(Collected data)
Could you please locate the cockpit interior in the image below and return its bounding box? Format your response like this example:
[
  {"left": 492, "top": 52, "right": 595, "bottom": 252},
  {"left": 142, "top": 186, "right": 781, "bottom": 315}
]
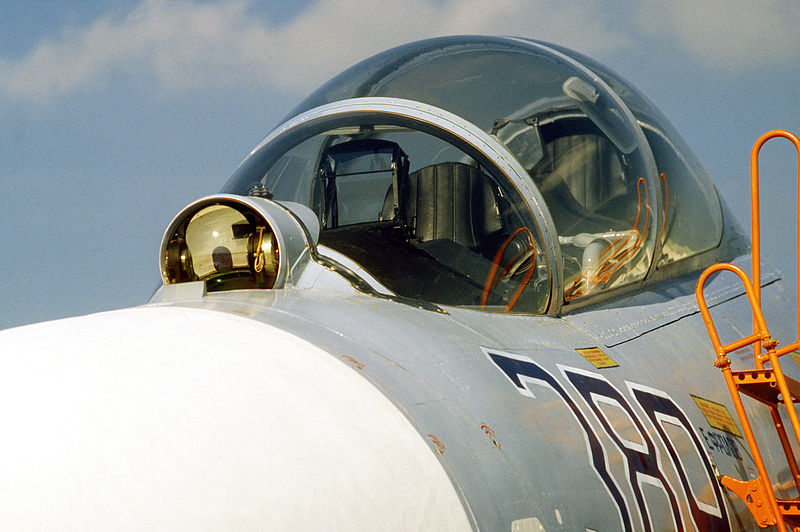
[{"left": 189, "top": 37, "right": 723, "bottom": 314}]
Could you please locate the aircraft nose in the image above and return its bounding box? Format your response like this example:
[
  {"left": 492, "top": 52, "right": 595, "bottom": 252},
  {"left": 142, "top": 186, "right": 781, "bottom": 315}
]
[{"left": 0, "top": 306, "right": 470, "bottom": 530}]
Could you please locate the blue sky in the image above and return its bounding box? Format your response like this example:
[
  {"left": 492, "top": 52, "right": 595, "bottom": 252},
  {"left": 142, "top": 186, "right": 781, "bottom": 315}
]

- **Task prompt**: Swap each "bounding box" in the data for "enclosing rectangle" and leave everything else unchanged. Omit the pictures from your version.

- **Reply**:
Could you please locate the cockpit interior in the image below and return its enclosing rectangle? Format your response like this example:
[
  {"left": 492, "top": 52, "right": 595, "bottom": 252},
  {"left": 142, "top": 186, "right": 781, "bottom": 315}
]
[{"left": 189, "top": 37, "right": 723, "bottom": 314}]
Could you please locate the aircraft nose in the image above and return its enclosing rectangle? Format your response like this example:
[
  {"left": 492, "top": 52, "right": 595, "bottom": 252},
  {"left": 142, "top": 186, "right": 781, "bottom": 315}
]
[{"left": 0, "top": 306, "right": 470, "bottom": 530}]
Could you please locate the blue sky in the image above and return its enclosing rectangle? Format your response like this example:
[
  {"left": 492, "top": 52, "right": 595, "bottom": 252},
  {"left": 142, "top": 186, "right": 781, "bottom": 315}
]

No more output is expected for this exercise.